### Passage
=======
The pilot also includes patient follow-up sheets to help patients monitor their progress and prompt them to let a physician know if treatment isn't successful. "The idea is that these problems don't fall off the table," said Dr. Reuben.
The end goal of the project is to create a product to help all physicians improve their geriatric care. With the pilot just getting started, Dr. Reuben isn't sure exactly what the product will look like, but he expects it to be different from traditional CME—ectures accompanied by printed materials—which all too often end up sitting on a shelf.
"I think there's no substitute for actually getting into doctors' offices and working with their staff in their own settings," he said. "I think that's going to be a vital component of it."
Whether redesigning practices, attending workshops, or educating medical students, it is clear that interest is growing about geriatric conditions and treatments, said Jane Potter, MD, president of the American Geriatrics Society.
=======
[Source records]
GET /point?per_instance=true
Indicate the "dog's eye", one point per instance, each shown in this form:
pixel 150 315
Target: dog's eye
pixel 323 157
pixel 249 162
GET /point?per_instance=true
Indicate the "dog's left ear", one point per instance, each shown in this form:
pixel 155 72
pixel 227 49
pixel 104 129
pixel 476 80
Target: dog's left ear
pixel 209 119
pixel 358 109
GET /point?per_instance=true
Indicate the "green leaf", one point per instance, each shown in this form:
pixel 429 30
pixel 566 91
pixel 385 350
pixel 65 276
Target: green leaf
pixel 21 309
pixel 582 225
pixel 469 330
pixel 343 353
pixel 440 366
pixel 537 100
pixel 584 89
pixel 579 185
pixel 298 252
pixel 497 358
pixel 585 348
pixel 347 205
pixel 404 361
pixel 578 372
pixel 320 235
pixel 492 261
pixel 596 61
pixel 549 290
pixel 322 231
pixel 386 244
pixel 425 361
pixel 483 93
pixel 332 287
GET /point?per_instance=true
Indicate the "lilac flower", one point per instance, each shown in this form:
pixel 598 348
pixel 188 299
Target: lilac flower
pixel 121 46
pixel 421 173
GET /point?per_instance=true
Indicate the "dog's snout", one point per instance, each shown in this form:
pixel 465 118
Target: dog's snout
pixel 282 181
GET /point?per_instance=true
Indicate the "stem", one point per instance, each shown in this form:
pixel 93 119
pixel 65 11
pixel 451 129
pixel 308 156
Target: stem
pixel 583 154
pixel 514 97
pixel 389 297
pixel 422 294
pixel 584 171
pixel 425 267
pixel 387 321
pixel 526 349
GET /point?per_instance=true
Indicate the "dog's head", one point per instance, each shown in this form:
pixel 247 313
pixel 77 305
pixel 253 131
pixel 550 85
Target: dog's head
=======
### Questions on the material
[a] According to the passage on geriatric care, why does the pilot include patient follow-up sheets? Answer in one to three sentences.
[b] Can you copy word for word the part of the passage on geriatric care that opens with the words containing "The pilot also" and closes with "on a shelf."?
The entries are separate from the passage on geriatric care.

### Task-by-task results
[a] The follow-up sheets help patients monitor their progress and prompt them to tell a physician if treatment isn't successful. As Dr. Reuben puts it, the idea is that these problems don't fall off the table.

[b]
The pilot also includes patient follow-up sheets to help patients monitor their progress and prompt them to let a physician know if treatment isn't successful. "The idea is that these problems don't fall off the table," said Dr. Reuben.
The end goal of the project is to create a product to help all physicians improve their geriatric care. With the pilot just getting started, Dr. Reuben isn't sure exactly what the product will look like, but he expects it to be different from traditional CME—ectures accompanied by printed materials—which all too often end up sitting on a shelf.